- _What is needed_: Word for word, output the data, with none of its pictures.

===== Material supplied

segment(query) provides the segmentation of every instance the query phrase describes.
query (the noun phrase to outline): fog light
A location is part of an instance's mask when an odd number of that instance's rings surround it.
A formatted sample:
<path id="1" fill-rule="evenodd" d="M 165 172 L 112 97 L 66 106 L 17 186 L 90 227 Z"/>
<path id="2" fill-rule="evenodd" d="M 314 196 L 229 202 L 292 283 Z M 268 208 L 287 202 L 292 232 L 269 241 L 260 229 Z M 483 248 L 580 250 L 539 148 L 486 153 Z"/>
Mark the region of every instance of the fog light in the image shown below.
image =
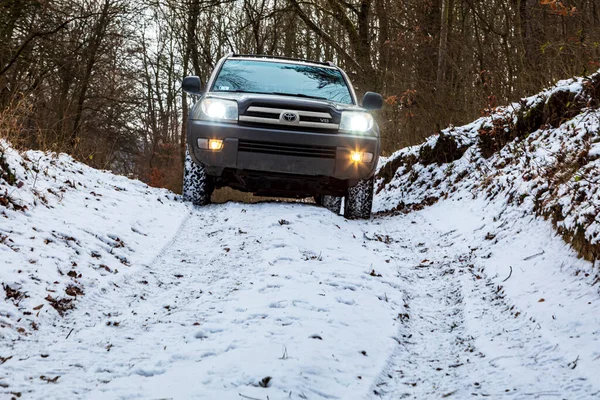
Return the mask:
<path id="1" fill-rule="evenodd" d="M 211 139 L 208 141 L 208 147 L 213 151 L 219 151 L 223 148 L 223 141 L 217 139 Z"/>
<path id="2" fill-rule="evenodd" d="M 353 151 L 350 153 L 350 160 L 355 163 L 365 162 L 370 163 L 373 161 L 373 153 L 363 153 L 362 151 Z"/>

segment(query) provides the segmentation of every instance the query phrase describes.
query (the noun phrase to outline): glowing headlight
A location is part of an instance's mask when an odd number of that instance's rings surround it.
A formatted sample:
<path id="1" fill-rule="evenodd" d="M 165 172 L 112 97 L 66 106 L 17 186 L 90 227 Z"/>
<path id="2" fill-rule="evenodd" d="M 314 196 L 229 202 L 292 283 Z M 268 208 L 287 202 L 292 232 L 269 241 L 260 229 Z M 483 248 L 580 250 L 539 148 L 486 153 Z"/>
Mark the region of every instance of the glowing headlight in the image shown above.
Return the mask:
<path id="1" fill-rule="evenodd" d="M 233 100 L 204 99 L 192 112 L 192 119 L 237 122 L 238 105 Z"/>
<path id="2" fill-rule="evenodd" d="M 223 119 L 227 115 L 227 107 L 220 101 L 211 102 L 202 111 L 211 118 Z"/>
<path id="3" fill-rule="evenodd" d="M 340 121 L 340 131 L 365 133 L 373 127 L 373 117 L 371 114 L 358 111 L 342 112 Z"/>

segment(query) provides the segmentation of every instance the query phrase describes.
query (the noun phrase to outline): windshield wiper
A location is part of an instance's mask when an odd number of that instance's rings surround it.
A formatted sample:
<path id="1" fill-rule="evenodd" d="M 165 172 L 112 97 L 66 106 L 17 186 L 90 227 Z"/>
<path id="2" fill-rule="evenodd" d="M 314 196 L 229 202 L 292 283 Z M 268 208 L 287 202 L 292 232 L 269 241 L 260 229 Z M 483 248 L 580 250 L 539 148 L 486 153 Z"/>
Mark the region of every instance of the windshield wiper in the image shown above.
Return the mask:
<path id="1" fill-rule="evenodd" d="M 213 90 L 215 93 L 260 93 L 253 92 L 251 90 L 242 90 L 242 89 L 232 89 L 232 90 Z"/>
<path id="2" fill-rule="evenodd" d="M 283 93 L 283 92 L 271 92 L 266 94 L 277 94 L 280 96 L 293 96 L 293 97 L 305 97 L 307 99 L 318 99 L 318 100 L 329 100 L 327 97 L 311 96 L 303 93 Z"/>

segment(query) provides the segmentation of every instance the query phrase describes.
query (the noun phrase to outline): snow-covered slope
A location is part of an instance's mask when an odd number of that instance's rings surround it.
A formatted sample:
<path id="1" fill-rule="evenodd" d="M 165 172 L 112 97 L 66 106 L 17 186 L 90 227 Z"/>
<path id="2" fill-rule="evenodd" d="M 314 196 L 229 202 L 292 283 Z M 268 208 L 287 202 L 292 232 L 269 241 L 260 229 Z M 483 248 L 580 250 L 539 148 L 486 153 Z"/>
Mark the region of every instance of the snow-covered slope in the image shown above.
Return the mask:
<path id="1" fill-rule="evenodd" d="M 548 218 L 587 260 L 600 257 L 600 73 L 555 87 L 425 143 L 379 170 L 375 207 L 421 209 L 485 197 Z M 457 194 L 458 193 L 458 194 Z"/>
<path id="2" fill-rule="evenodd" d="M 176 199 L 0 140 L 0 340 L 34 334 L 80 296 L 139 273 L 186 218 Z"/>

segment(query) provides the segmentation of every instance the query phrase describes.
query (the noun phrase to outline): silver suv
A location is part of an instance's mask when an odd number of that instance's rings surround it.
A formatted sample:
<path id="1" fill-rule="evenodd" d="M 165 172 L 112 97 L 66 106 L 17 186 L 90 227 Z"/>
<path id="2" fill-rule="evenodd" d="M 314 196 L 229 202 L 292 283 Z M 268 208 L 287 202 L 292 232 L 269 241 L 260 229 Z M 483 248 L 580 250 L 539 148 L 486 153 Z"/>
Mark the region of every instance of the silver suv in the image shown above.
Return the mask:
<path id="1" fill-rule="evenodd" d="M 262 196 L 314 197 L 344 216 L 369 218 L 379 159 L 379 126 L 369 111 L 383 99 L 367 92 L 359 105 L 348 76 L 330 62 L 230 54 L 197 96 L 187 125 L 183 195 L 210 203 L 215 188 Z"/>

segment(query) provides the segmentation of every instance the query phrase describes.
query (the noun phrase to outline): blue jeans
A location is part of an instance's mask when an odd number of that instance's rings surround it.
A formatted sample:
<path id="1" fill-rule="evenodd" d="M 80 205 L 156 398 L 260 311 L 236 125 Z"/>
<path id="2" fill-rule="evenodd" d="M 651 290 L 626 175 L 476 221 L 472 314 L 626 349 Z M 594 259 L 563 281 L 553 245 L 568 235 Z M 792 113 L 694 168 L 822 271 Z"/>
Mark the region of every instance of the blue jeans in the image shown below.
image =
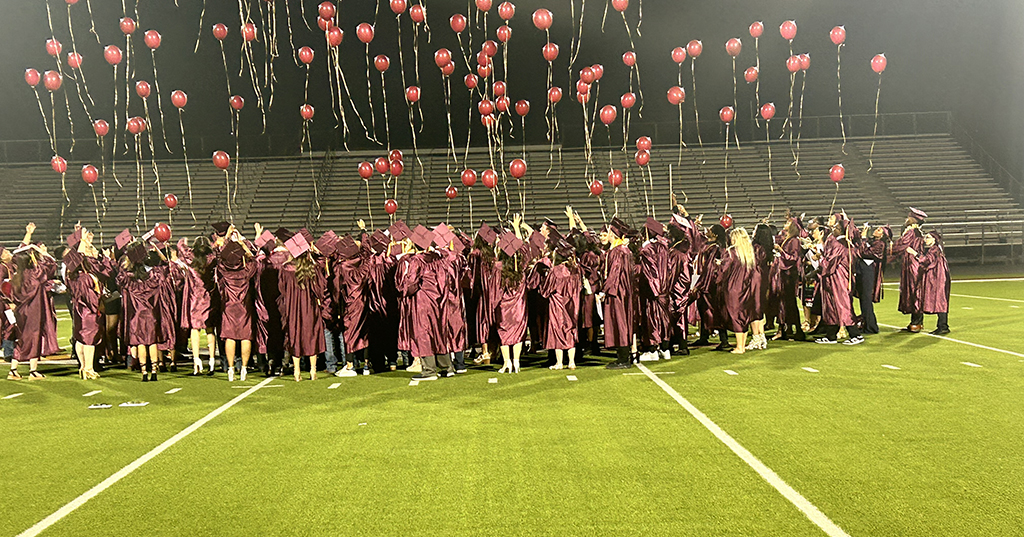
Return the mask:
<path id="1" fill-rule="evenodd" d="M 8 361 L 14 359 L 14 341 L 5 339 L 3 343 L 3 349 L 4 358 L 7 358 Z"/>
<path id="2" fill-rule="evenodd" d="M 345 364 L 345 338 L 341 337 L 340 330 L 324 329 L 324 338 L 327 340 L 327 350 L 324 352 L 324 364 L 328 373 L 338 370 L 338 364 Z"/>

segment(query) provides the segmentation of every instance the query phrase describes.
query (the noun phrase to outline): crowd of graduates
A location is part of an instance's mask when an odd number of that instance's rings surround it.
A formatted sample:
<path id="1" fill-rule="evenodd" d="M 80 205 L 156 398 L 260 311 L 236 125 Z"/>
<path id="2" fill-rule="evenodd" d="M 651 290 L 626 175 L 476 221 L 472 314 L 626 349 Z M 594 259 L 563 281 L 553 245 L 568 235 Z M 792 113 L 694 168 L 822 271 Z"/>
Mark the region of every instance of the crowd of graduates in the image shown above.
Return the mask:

==========

- _Answer space_:
segment(query) provides the segmentation of every instance the query phrase describes.
query (the noun phrase to outline): fog light
A location is part of an instance's mask when an odd number of that instance's rings surround it.
A formatted sample:
<path id="1" fill-rule="evenodd" d="M 165 172 L 112 97 L 66 106 L 17 186 L 90 227 Z"/>
<path id="2" fill-rule="evenodd" d="M 314 196 L 229 202 L 292 283 Z M 268 208 L 287 202 L 292 232 L 269 241 L 260 229 Z M 483 248 L 580 250 L 539 148 L 486 153 Z"/>
Mark the region of every instance of the fog light in the image shown below.
image =
Return the mask:
<path id="1" fill-rule="evenodd" d="M 211 139 L 208 141 L 208 147 L 213 151 L 219 151 L 223 148 L 223 141 L 217 139 Z"/>
<path id="2" fill-rule="evenodd" d="M 353 151 L 350 153 L 350 160 L 355 163 L 365 162 L 370 163 L 373 161 L 373 153 L 363 153 L 362 151 Z"/>

segment(query) provides the segmentation of every instance the query phrase describes.
query (the noun phrase to outline): glowing headlight
A location is part of an instance's mask when an odd number of that instance's rings surround it.
A formatted sample:
<path id="1" fill-rule="evenodd" d="M 165 172 L 112 97 L 66 106 L 17 186 L 90 227 Z"/>
<path id="2" fill-rule="evenodd" d="M 314 196 L 229 202 L 292 283 Z M 268 208 L 287 202 L 292 232 L 269 241 L 260 229 Z M 483 248 L 580 250 L 539 148 L 486 153 Z"/>
Mark the region of every instance of the glowing headlight in the image shown above.
Return the mask:
<path id="1" fill-rule="evenodd" d="M 233 100 L 204 99 L 192 112 L 192 119 L 237 122 L 238 105 Z"/>
<path id="2" fill-rule="evenodd" d="M 223 119 L 227 115 L 227 107 L 220 101 L 211 102 L 202 111 L 211 118 Z"/>
<path id="3" fill-rule="evenodd" d="M 340 121 L 340 131 L 365 133 L 373 127 L 373 117 L 371 114 L 358 111 L 342 112 Z"/>

segment(query) provides the segmentation of every instance the query phrase describes.
query (the noun phrase to outline): windshield wiper
A location is part of an instance's mask when an odd number of that instance's rings surround it.
A formatted sample:
<path id="1" fill-rule="evenodd" d="M 165 172 L 112 97 L 66 106 L 17 186 L 90 227 Z"/>
<path id="2" fill-rule="evenodd" d="M 314 196 L 229 202 L 292 283 Z M 268 208 L 287 202 L 292 232 L 269 241 L 260 229 Z M 483 248 L 580 250 L 539 148 L 486 153 Z"/>
Mark the region of every instance of the windshield wiper in the image shown above.
Return the mask:
<path id="1" fill-rule="evenodd" d="M 213 90 L 215 93 L 260 93 L 253 92 L 251 90 L 242 90 L 242 89 L 232 89 L 232 90 Z"/>
<path id="2" fill-rule="evenodd" d="M 283 93 L 283 92 L 271 92 L 266 94 L 277 94 L 280 96 L 293 96 L 293 97 L 305 97 L 307 99 L 318 99 L 318 100 L 329 100 L 327 97 L 311 96 L 303 93 Z"/>

segment(query) provides the segmentation of every instance the query phrase describes.
query (the noun phrase to outline): snow-covered slope
A location is part of an instance's mask when an odd number of that instance's rings surround it.
A formatted sample:
<path id="1" fill-rule="evenodd" d="M 165 172 L 112 97 L 66 106 L 17 186 L 90 227 Z"/>
<path id="2" fill-rule="evenodd" d="M 314 196 L 229 202 L 292 283 Z M 268 208 L 287 202 L 292 232 L 269 241 L 260 229 Z M 483 248 L 580 250 L 539 148 L 486 153 Z"/>
Mark the region of every instance of the snow-covered slope in the image shown above.
Return the mask:
<path id="1" fill-rule="evenodd" d="M 548 218 L 587 260 L 600 257 L 600 73 L 555 87 L 425 143 L 379 170 L 375 207 L 421 209 L 485 197 Z M 457 194 L 458 193 L 458 194 Z"/>
<path id="2" fill-rule="evenodd" d="M 176 199 L 0 140 L 0 340 L 34 334 L 80 296 L 139 273 L 186 218 Z"/>

segment(query) provides the segmentation of every instance the query phrase describes.
query (the noun phrase to outline): silver suv
A location is part of an instance's mask when an odd number of that instance's rings surround it.
A formatted sample:
<path id="1" fill-rule="evenodd" d="M 165 172 L 112 97 L 66 106 L 17 186 L 90 227 Z"/>
<path id="2" fill-rule="evenodd" d="M 314 196 L 229 202 L 292 283 Z M 268 208 L 287 202 L 292 232 L 269 241 L 260 229 Z M 483 248 L 580 250 L 539 148 L 486 153 Z"/>
Mark the region of every instance of the silver suv in the image shown above.
Return the mask:
<path id="1" fill-rule="evenodd" d="M 262 196 L 314 197 L 344 216 L 369 218 L 379 159 L 379 126 L 369 111 L 383 99 L 367 92 L 359 105 L 348 76 L 330 62 L 230 54 L 197 96 L 187 125 L 183 195 L 210 203 L 215 188 Z"/>

segment(query) provides the segmentation of every instance the query phrase describes.
query (the noun phrase to outline): blue jeans
A location is part of an instance's mask when an odd number of that instance's rings surround it.
A formatted sample:
<path id="1" fill-rule="evenodd" d="M 80 205 L 156 398 L 260 311 L 236 125 Z"/>
<path id="2" fill-rule="evenodd" d="M 651 290 L 626 175 L 476 221 L 472 314 L 626 349 Z M 594 259 L 563 281 L 553 245 L 568 235 Z M 792 113 L 694 168 L 822 271 Z"/>
Mark the region of every instance of the blue jeans in the image shown below.
image =
Return the mask:
<path id="1" fill-rule="evenodd" d="M 8 361 L 14 359 L 14 341 L 5 339 L 3 343 L 3 349 L 4 358 L 7 358 Z"/>
<path id="2" fill-rule="evenodd" d="M 345 364 L 345 338 L 341 337 L 340 330 L 324 329 L 324 338 L 327 340 L 327 350 L 324 352 L 324 364 L 328 373 L 338 370 L 338 364 Z"/>

segment(query) provides the segmentation of every instance the query phrase describes.
query (the noun phrase to outline): crowd of graduates
A location is part of an instance's mask when an odd number of that instance's rings surround it.
A formatted sample:
<path id="1" fill-rule="evenodd" d="M 80 205 L 156 398 L 260 311 L 236 125 Z"/>
<path id="2" fill-rule="evenodd" d="M 651 290 L 626 175 L 476 221 L 472 314 L 626 349 Z M 594 259 L 563 281 L 553 245 L 568 235 Z M 792 113 L 694 168 L 822 271 Z"/>
Mark the region of every instance of the crowd of graduates in the image shown above.
Return the mask:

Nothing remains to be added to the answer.